----- Source text -----
# Kuat NV vs. Thule T2 vs. Saris CycleON Pro/Thelma



## J the J (Jul 19, 2010)

Ultimate Showdown of Ultimate Destiny?

I have a 2009 prius and am going to be having u-haul install a 1.25" receiver on it in the next week or two so I can attach a hitch mount bike rack.

The main bike I'm going to be transporting is a 2010 extra large Reign 0, but maybe occasionally another bike like if I can find a cute bike riding girl to join me every now and then 

So I'm trying to decide which rack to get. Figure it's better to get a decent one now then a cheap one and then a nice one later on.

So i've been doing a bunch of reading and checking out the threads on here (particularly wingnutt's reviews) and have narrowed it down to the Kuat NV, the Thule T2, and the Saris racks.

My top two though are the NV and T2 with the Kuat NV coming out slightly ahead of the T2 but the T2 is still in the running and I'm still looking at the Saris to keep my options open

I'm having a really hard time deciding which one is the best though. The price on all three is within 80 bucks or so of each other so that's not an issue and I would rather go with the one that is the best.

Things that are important to me:

1. Stability (how well it holds the bike without damaging it and without the rack swaying or bending)
2. Build quality, reliability & warranty ( how well the rack is built, how rugged it is, how long it should last, maybe this should be included in the above)
2. Security features (how well it keeps my rack and bike from getting stolen, I will not leave my bike unattended for any long periods of time, but if i run into a 7/11 real quick which one has better security features to keep someone from doing a fast snatch and grab)
3. Weight (all seem to be relatively close in weight with thule being the heaviest, but the others not being that much lighter)

Anyways so I wanted to know what peoples experiences with these racks has been, how do they compare to each other, is one significantly better than the other?
----- Stored records -----
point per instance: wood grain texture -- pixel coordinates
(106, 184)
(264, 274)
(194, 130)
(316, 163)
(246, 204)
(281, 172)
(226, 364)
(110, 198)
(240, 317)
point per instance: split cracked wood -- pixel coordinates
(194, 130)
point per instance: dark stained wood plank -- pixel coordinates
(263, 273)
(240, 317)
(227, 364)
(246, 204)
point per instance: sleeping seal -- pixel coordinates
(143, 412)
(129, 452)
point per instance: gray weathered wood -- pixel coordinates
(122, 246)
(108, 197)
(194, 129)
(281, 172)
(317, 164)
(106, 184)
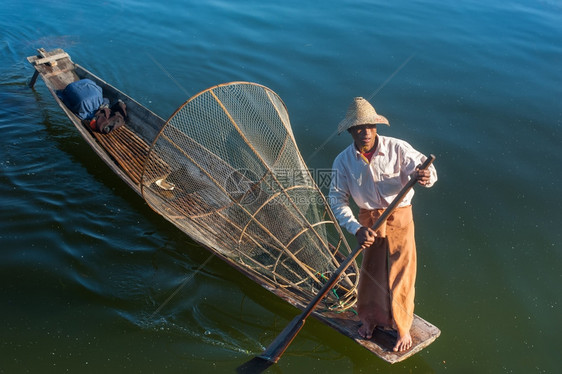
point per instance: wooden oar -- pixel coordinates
(273, 352)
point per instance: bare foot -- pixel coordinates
(366, 332)
(403, 343)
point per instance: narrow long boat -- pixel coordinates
(239, 213)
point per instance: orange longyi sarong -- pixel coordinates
(388, 271)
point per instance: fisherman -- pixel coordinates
(372, 171)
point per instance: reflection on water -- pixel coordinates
(88, 269)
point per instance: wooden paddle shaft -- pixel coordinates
(274, 351)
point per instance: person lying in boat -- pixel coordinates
(372, 170)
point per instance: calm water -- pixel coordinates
(86, 267)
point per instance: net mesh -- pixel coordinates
(225, 169)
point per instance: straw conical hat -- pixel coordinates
(360, 112)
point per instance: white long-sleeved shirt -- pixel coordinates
(373, 185)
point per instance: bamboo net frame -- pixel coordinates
(223, 169)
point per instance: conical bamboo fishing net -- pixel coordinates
(225, 168)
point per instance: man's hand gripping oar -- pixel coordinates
(275, 350)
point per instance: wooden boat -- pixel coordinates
(127, 151)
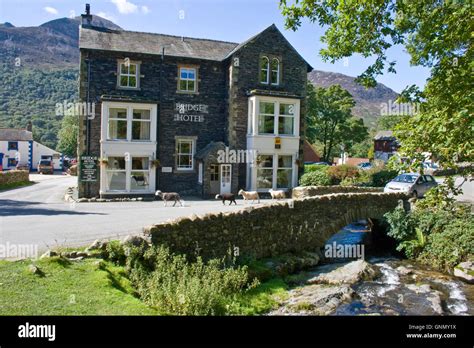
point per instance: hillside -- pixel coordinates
(367, 100)
(39, 68)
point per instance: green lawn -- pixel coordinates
(97, 287)
(88, 287)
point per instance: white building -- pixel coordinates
(17, 147)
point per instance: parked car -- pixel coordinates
(45, 167)
(413, 184)
(23, 167)
(365, 165)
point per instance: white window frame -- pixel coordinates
(192, 140)
(277, 72)
(276, 116)
(106, 106)
(187, 79)
(263, 68)
(128, 75)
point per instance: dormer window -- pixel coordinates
(275, 73)
(128, 74)
(264, 70)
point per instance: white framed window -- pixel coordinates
(266, 118)
(185, 149)
(117, 124)
(276, 118)
(264, 171)
(132, 123)
(275, 72)
(187, 79)
(140, 174)
(116, 172)
(128, 74)
(264, 70)
(286, 119)
(284, 171)
(274, 171)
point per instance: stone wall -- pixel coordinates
(310, 191)
(273, 229)
(14, 176)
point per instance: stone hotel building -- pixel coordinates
(167, 108)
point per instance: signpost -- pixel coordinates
(88, 165)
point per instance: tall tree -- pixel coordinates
(329, 120)
(436, 34)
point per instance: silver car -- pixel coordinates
(413, 184)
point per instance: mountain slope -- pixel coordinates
(367, 100)
(39, 68)
(51, 45)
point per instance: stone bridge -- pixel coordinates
(302, 224)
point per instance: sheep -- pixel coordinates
(249, 195)
(277, 194)
(227, 197)
(169, 196)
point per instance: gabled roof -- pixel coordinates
(98, 38)
(271, 27)
(15, 134)
(149, 43)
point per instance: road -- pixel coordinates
(38, 215)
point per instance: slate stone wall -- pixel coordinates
(272, 229)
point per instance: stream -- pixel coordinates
(400, 286)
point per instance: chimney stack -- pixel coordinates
(87, 18)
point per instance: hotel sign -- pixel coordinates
(88, 167)
(190, 112)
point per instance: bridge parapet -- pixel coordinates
(272, 229)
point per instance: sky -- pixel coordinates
(227, 20)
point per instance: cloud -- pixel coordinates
(124, 6)
(50, 10)
(106, 16)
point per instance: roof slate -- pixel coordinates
(15, 134)
(149, 43)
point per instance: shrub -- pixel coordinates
(436, 237)
(316, 178)
(179, 287)
(315, 168)
(341, 172)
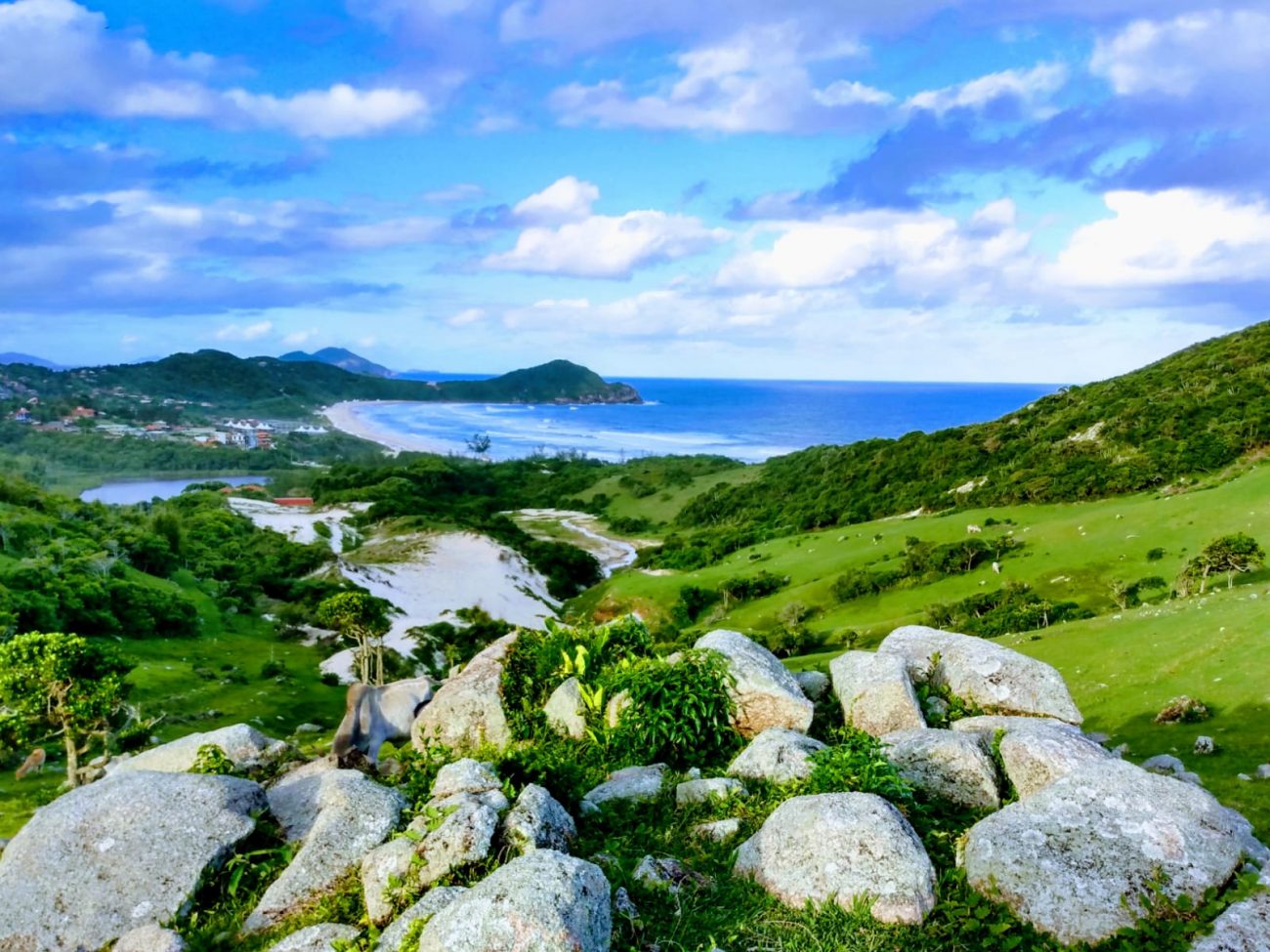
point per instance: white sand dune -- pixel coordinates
-----
> Work to complete:
According to the bike rack thread, what size receiver is U-Haul going to install on the Prius?

> Final answer:
A 1.25" receiver.